-- Start INPUT RECORDS --

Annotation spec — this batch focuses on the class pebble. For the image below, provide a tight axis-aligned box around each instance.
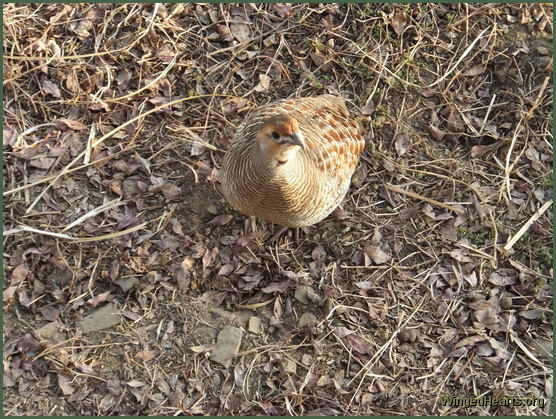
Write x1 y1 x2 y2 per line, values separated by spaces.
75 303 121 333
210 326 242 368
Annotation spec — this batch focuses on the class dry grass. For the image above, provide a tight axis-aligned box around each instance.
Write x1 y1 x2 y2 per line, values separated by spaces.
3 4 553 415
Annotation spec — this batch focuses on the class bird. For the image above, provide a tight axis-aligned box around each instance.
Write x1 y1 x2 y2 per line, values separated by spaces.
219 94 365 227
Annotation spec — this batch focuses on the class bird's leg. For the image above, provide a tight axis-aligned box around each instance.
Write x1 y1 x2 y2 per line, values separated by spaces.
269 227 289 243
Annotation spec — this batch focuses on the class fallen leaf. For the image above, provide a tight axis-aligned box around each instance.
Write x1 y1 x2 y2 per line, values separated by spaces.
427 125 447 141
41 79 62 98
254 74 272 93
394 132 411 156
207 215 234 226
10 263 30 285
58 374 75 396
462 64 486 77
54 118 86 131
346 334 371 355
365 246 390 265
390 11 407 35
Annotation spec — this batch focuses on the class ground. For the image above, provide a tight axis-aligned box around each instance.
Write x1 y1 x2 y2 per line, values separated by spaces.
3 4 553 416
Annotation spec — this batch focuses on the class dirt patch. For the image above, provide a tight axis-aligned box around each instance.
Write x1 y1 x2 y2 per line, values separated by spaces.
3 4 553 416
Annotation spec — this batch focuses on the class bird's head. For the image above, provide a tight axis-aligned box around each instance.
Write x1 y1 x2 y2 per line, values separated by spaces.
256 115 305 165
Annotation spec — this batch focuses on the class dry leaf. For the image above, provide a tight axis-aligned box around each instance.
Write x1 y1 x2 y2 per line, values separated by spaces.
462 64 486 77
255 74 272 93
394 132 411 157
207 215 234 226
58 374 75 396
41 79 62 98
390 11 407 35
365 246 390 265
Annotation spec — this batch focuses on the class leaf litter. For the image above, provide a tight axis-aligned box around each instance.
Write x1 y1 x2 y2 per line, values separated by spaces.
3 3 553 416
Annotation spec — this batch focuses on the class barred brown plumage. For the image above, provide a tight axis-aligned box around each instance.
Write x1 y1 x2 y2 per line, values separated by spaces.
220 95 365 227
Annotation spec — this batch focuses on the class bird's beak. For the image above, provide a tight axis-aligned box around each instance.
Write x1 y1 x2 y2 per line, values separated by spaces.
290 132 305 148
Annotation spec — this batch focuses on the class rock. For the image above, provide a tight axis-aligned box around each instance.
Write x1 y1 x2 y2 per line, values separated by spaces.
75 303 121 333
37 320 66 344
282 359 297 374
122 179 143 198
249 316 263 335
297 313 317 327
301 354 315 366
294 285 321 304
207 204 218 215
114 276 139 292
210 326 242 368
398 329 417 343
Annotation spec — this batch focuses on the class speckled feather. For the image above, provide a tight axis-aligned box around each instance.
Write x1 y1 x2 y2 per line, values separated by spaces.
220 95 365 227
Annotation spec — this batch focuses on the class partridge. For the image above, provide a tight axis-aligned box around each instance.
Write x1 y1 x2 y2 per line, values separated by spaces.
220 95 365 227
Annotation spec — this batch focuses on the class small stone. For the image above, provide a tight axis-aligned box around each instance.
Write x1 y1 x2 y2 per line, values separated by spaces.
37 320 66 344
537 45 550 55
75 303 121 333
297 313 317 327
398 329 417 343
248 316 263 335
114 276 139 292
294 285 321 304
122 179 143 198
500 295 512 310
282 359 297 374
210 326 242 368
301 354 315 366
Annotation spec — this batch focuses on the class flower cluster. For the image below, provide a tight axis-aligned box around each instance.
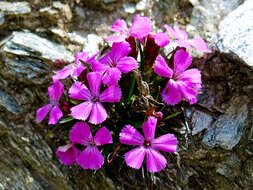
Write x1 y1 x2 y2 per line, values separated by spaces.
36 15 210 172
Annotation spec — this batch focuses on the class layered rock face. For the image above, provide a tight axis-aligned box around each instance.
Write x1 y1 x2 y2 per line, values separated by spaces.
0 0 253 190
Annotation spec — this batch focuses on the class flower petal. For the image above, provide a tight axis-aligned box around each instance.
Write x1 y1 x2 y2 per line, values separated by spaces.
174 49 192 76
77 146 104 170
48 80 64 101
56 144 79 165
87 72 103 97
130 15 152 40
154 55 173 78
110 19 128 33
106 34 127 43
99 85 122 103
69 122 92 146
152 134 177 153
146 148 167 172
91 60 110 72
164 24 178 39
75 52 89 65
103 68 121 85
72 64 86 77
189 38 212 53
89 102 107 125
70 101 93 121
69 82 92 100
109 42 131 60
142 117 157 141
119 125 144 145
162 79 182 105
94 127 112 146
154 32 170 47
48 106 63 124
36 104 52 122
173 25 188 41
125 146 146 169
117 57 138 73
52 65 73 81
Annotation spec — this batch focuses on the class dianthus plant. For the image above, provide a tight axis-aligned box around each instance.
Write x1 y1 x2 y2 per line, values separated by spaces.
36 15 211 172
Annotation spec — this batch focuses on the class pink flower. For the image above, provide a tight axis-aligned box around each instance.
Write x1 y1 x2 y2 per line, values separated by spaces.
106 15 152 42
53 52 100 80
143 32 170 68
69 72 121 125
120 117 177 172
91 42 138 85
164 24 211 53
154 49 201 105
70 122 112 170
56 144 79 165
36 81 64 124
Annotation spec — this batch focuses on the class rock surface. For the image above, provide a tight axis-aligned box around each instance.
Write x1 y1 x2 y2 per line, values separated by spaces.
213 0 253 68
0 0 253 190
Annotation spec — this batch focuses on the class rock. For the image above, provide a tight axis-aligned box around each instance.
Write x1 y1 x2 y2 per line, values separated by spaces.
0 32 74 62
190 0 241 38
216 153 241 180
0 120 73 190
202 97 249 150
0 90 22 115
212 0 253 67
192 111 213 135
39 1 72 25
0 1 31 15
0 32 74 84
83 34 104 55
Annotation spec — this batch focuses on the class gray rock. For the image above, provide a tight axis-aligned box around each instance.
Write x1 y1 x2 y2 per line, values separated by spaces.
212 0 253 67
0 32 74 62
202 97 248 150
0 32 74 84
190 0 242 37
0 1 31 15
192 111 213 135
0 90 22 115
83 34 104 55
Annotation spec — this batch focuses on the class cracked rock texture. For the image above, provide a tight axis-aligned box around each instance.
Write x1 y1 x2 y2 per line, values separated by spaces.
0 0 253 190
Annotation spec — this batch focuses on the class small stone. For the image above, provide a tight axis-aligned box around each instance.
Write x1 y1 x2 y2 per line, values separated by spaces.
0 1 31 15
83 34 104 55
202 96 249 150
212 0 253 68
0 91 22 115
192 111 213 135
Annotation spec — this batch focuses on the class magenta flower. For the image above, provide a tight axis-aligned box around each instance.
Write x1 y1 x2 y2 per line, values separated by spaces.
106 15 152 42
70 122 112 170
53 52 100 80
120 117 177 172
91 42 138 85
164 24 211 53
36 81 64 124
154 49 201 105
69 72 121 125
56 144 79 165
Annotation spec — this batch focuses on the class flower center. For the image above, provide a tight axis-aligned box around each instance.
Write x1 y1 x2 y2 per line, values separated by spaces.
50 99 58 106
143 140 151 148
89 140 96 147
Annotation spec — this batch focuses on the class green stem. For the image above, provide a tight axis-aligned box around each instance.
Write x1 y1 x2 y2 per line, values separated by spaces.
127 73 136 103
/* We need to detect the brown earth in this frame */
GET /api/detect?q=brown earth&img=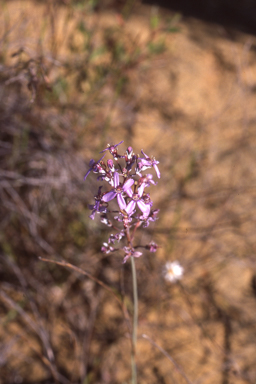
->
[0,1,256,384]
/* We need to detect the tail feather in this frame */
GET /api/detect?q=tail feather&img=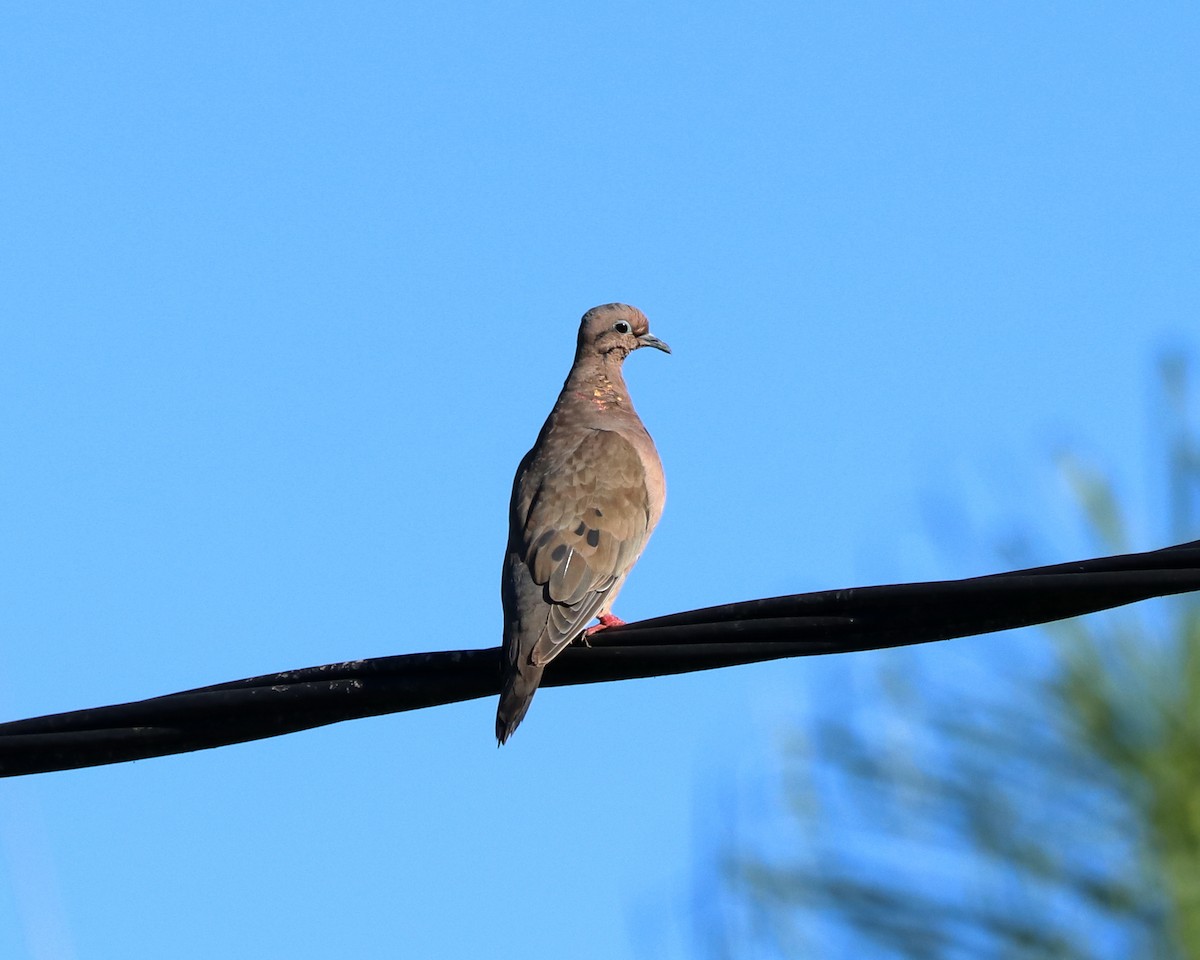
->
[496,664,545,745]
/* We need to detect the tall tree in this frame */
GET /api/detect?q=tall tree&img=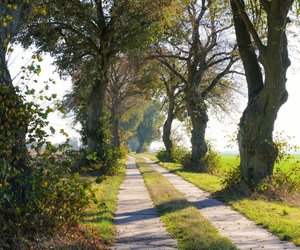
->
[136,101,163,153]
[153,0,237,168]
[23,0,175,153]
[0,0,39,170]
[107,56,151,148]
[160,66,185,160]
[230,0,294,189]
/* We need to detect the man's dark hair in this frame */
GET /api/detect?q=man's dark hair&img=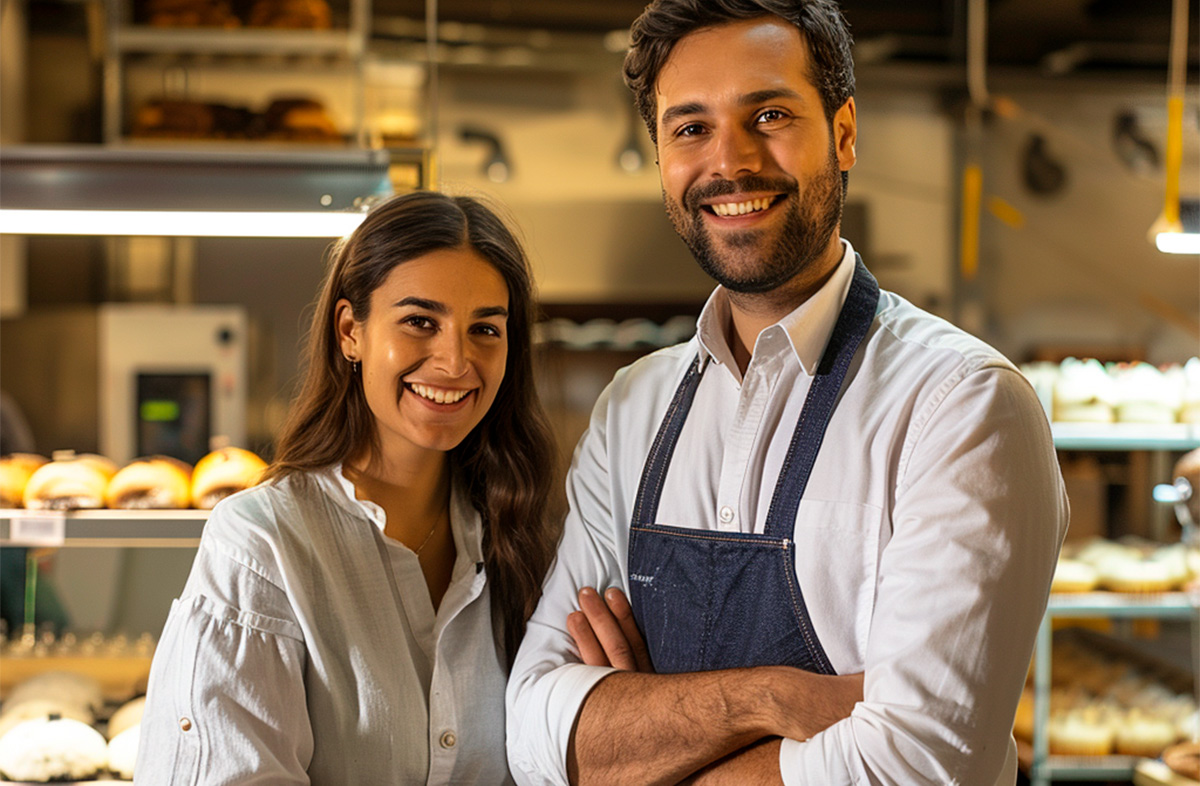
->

-- End INPUT RECORDS --

TASK BRIEF -> Could you copy out all of the entries above word for word, leaving the pictures out?

EXERCISE OUTPUT ->
Annotation spec — this batch focuses on the class pebble. For the image below, provide a tight axis-aligned box around each instance.
Write x1 y1 x2 y2 per line, values separated by spaces.
75 303 121 333
210 326 242 368
Annotation spec — this batch focuses on the class dry grass. For the image above, provide a tight axis-aligned box around each instance.
Write x1 y1 x2 y2 per line, values separated by spaces.
3 4 553 415
Annotation spec — this batch focuses on the class bird. For the image above, provide a tight axis-aligned box around each instance.
Write x1 y1 x2 y2 per line, values separated by spaces.
219 94 365 227
Annotation spec — this batch focuses on the class bird's leg. For the image above, provide a tight axis-aligned box around each instance.
Write x1 y1 x2 y2 per line, values separated by spaces.
269 227 289 243
Annotation spec — this batch focuses on the class fallen leaf. For the image above, provide a tight axis-aligned box around each instance.
Write x1 y1 x2 y2 per line, values separated by spaces.
427 125 447 141
41 79 62 98
254 74 272 93
394 132 411 156
207 215 234 226
10 263 30 285
58 374 75 396
462 64 486 77
54 118 86 131
346 334 371 355
365 246 390 265
390 11 407 35
Annotation spec — this batch focuses on the class ground. For the image above, provide a tight axis-aligned box around each instance.
Write x1 y1 x2 y2 per line, values separated by spaces.
3 4 553 416
Annotation spec — this batch focuses on the class dirt patch. For the image above, provide a tight axis-aligned box around each instance.
Write x1 y1 x2 y2 per line, values separated by spaces.
3 4 553 416
Annotation spec — this batch focuses on the class bird's head. For the image above, provide a tight axis-aligned box around each instance.
Write x1 y1 x2 y2 per line, values separated by spaces.
256 115 305 165
Annotation spec — this batch focuses on the class dry leaf. For the image above, provide a tight axis-aligned box around each instance.
Write x1 y1 x2 y2 per line, values separated by spaces.
462 64 486 77
255 74 272 93
394 132 411 157
207 215 234 226
58 374 75 396
41 79 62 98
390 11 407 35
365 246 390 265
Annotation spec — this batch focuses on the class leaf litter. For the image above, provide a tight axis-aligned box around each instance.
Write x1 y1 x2 y2 per line, values separated by spaces.
3 3 553 416
Annotation spec — this batch focuses on the class barred brown plumage. For the image above, provide a tight axis-aligned box around each instance.
Write x1 y1 x2 y2 per line, values separated by spaces.
220 95 365 227
Annotation spec — this batch focuses on the class bird's beak. For the image above, provide a tight axis-aligned box around each instance.
Write x1 y1 x2 y2 per line, values separated by spaces.
290 132 305 148
Annotation spec — this batch focuses on the class rock. For the image above, provide a tight axis-aligned box around each instance.
Write x1 y1 x2 y2 per line, values separated by spaces.
75 303 121 333
37 320 66 344
282 359 297 374
122 179 143 198
249 316 263 335
297 313 317 327
301 354 315 366
294 285 321 304
207 204 218 215
114 276 139 292
210 326 242 368
398 329 417 343
Annotation spec — this batch focuses on the class speckled feather. For the image above, provide a tight axis-aligned box around each instance.
Write x1 y1 x2 y2 per line, values separated by spaces.
220 95 365 227
Annotation spec — this batch focuses on the class partridge. For the image above, provide a tight axis-aligned box around each instance.
Write x1 y1 x2 y2 per line, values separated by spaces.
220 95 365 227
Annotation spec — this batch focuses on the class small stone. For the image above, provide a tight axis-aligned box around each instance.
Write x1 y1 x2 y2 per line, values separated by spaces.
37 320 66 344
537 45 550 55
75 303 121 333
297 313 317 327
398 329 417 343
248 316 263 335
114 276 139 292
294 285 321 304
122 179 143 198
500 295 512 310
282 359 297 374
210 326 242 368
301 354 315 366
Annotation spec — this batch focuses on the class flower cluster. For the image below, provide a tight axis-aligned box around each instance.
Write x1 y1 x2 y2 per line, values separated by spaces.
36 15 210 172
Annotation spec — this batch focuses on the class layered rock face. For the image above, provide a tight axis-aligned box around each instance.
Write x1 y1 x2 y2 per line, values separated by spaces.
0 0 253 190
Annotation spec — this batch focuses on the class flower petal. For the image above, provide a tight axis-aligned box around each instance.
Write x1 y1 x2 y2 per line, values separated by spaces.
174 49 192 76
77 146 104 170
48 80 64 101
56 144 79 165
87 72 103 97
130 15 152 40
154 55 173 78
110 19 128 33
106 34 127 43
99 85 122 103
69 122 92 146
152 134 177 153
146 148 167 172
91 60 110 72
164 24 178 39
75 52 89 65
103 68 121 85
72 64 86 77
189 38 212 53
89 102 107 125
70 101 93 121
69 82 92 100
109 42 131 60
142 117 157 141
119 125 144 145
162 79 182 105
94 127 112 146
154 32 170 47
48 106 63 124
36 104 52 122
173 25 188 41
125 146 146 169
117 57 138 73
52 65 73 81
Annotation spec — this batch focuses on the class dianthus plant. For the image above, provide a tight axis-aligned box around each instance.
Write x1 y1 x2 y2 per line, values separated by spaces.
36 15 211 172
Annotation spec — this batch focuses on the class pink flower. For the image above, provide a tight axis-aligned box around each instance.
Write x1 y1 x2 y2 per line, values separated by spaces.
106 15 152 42
53 52 100 80
143 32 170 68
69 72 121 125
120 117 177 172
91 42 138 85
164 24 211 53
154 49 201 105
70 122 112 170
56 144 79 165
36 81 64 124
Annotation spec — this batch focuses on the class rock surface. For the image above, provide a tight axis-aligned box around each instance.
Write x1 y1 x2 y2 per line, values separated by spaces.
213 0 253 68
0 0 253 190
Annotation spec — this batch focuses on the class rock. For the image above, provide a tight axis-aligned box around each instance.
Write x1 y1 x2 y2 per line, values separated by spaces.
0 32 74 62
190 0 241 38
216 153 241 180
0 120 73 190
202 97 249 150
0 90 22 115
212 0 253 67
192 111 213 135
39 1 72 25
0 1 31 15
0 32 74 84
83 34 104 55
Annotation spec — this batch focuses on the class gray rock. For the image above, provide a tight axis-aligned box around each instance.
Write x1 y1 x2 y2 per line, values separated by spaces.
212 0 253 67
0 32 74 62
202 97 248 150
0 32 74 84
190 0 242 37
0 1 31 15
192 111 213 135
0 90 22 115
83 34 104 55
Annotation spec — this batch focuses on the class cracked rock texture. For the image above, provide a tight axis-aligned box around each instance.
Write x1 y1 x2 y2 per line, values separated by spaces.
0 0 253 190
Annotation spec — this batch focuses on the class small stone. For the image above, provide a tight axis-aligned box around each instance.
Write x1 y1 x2 y2 per line, values separated by spaces.
0 1 31 15
83 34 104 55
202 96 249 150
212 0 253 68
0 91 22 115
192 111 213 135
Annotation spec — this batch focuses on the class magenta flower. For the image above, provide a tight axis-aligned box around each instance.
Write x1 y1 x2 y2 per line, values separated by spaces.
106 15 152 42
70 122 112 170
53 52 100 80
120 117 177 172
91 42 138 85
164 24 211 53
36 81 64 124
154 49 201 105
69 72 121 125
56 144 79 165
Annotation spec — this batch focuses on the class flower center. For the image above, provide a tight axis-aligned box around each instance.
Write x1 y1 x2 y2 per line, values separated by spaces.
50 99 58 106
143 140 151 148
89 140 96 147
Annotation spec — this batch focuses on the class green stem. For the image above, provide a tight axis-aligned box around each instance.
Write x1 y1 x2 y2 per line, values separated by spaces.
127 73 136 103
/* We need to detect the brown earth in this frame */
GET /api/detect?q=brown earth&img=
->
[0,1,256,384]
/* We need to detect the tail feather in this frame */
GET /api/detect?q=tail feather&img=
->
[496,664,545,745]
/* We need to detect the tall tree in this frame */
GET /api/detect?q=tall tree&img=
->
[136,101,163,153]
[153,0,237,168]
[23,0,175,153]
[0,0,39,170]
[107,56,151,148]
[160,66,185,160]
[230,0,294,189]
/* We need to detect the man's dark hair in this frame */
GET /api/detect?q=man's dark hair&img=
->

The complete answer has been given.